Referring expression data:
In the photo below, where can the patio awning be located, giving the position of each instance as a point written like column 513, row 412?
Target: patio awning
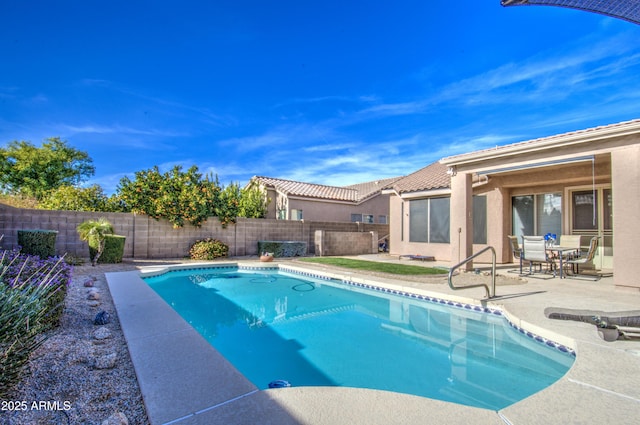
column 628, row 10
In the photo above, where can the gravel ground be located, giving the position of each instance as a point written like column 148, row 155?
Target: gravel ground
column 83, row 373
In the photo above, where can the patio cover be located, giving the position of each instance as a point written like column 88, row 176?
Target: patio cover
column 628, row 10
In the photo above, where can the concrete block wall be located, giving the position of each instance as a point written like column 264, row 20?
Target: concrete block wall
column 155, row 239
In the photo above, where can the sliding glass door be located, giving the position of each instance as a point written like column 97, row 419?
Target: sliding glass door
column 536, row 214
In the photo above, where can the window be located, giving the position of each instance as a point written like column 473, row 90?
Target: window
column 418, row 220
column 585, row 215
column 536, row 214
column 480, row 219
column 429, row 220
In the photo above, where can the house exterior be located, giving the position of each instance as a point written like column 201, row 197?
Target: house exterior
column 572, row 183
column 293, row 200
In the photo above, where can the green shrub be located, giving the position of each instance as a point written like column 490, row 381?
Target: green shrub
column 38, row 242
column 208, row 249
column 113, row 249
column 283, row 248
column 32, row 293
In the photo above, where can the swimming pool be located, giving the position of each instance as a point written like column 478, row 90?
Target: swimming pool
column 317, row 332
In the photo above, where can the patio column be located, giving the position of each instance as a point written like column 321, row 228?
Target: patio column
column 461, row 218
column 625, row 186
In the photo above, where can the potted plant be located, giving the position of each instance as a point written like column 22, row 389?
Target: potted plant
column 266, row 257
column 95, row 232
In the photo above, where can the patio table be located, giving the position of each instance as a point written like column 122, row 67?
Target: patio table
column 562, row 251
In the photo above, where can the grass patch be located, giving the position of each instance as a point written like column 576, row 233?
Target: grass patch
column 376, row 266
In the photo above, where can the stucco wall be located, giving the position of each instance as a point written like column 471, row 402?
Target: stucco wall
column 148, row 238
column 345, row 243
column 626, row 187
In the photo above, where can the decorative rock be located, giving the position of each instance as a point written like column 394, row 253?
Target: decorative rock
column 108, row 361
column 102, row 333
column 102, row 318
column 117, row 418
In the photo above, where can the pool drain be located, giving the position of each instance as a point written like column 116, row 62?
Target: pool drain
column 279, row 383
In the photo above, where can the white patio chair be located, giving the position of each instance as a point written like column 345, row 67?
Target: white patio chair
column 534, row 250
column 593, row 247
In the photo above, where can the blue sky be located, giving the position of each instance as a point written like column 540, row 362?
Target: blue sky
column 331, row 92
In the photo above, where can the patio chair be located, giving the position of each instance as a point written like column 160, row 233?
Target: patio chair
column 516, row 250
column 572, row 241
column 534, row 250
column 593, row 247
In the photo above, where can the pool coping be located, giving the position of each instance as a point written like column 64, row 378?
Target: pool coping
column 184, row 380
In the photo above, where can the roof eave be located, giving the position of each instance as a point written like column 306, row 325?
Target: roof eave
column 552, row 142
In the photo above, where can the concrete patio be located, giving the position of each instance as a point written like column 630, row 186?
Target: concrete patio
column 185, row 381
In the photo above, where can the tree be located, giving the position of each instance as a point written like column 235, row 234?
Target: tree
column 176, row 195
column 71, row 198
column 253, row 202
column 95, row 231
column 28, row 170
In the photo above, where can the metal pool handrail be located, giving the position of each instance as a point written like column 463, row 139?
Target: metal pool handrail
column 490, row 294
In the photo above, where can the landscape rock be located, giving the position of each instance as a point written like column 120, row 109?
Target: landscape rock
column 107, row 361
column 117, row 418
column 102, row 333
column 102, row 318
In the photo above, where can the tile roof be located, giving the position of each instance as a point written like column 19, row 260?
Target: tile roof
column 353, row 193
column 586, row 135
column 433, row 176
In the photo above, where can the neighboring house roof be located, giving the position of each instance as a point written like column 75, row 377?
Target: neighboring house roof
column 354, row 193
column 433, row 176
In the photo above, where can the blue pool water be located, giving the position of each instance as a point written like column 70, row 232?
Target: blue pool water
column 310, row 332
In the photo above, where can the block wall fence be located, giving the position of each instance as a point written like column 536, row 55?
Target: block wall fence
column 147, row 238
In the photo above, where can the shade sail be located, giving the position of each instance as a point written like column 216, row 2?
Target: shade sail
column 628, row 10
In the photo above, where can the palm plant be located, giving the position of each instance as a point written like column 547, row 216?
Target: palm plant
column 94, row 232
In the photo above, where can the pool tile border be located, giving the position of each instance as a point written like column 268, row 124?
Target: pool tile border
column 403, row 293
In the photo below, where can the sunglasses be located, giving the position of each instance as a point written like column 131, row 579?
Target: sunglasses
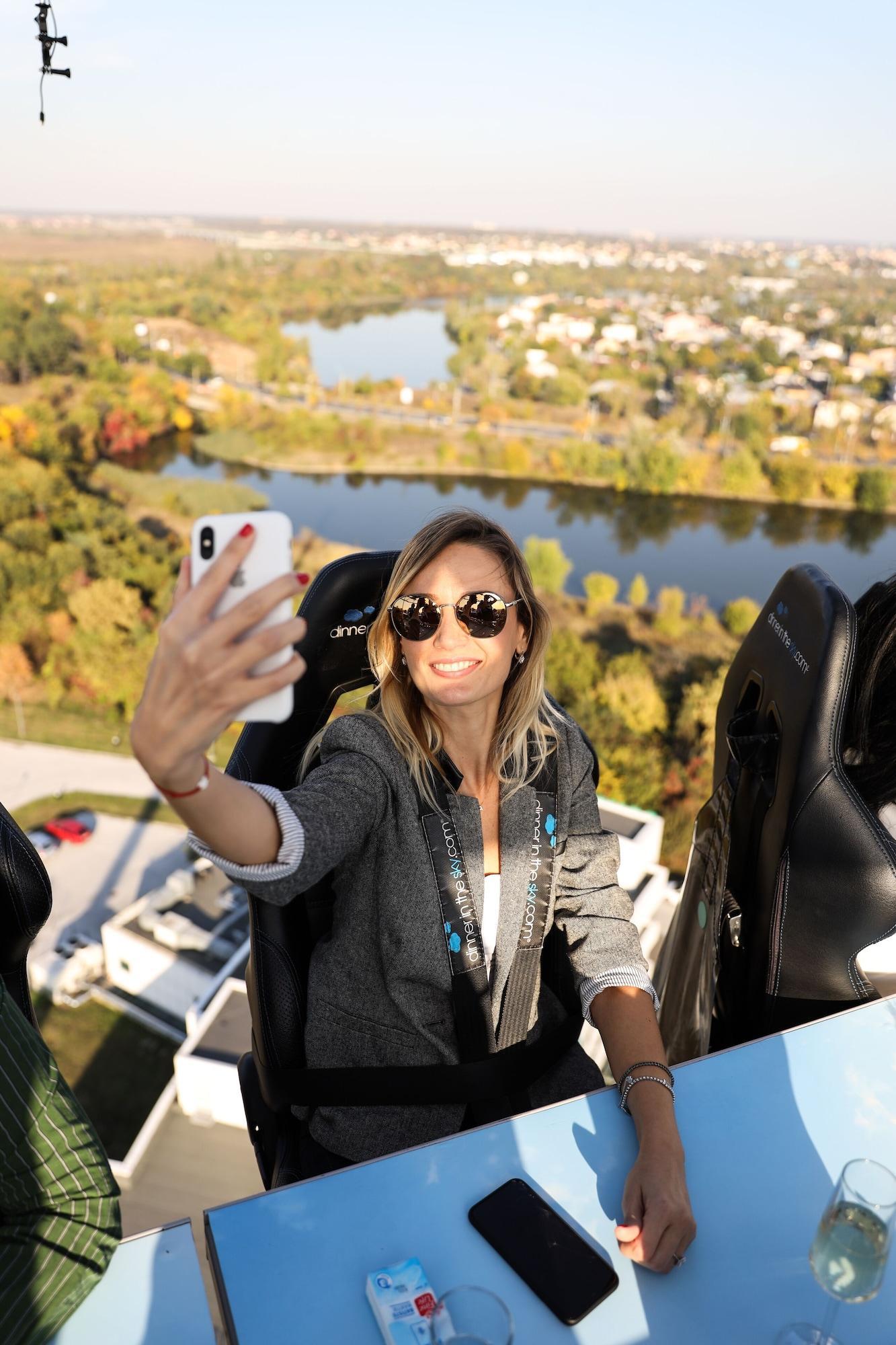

What the task asks
The number of lines in the data that hold "below" must be the entire answer.

Task output
2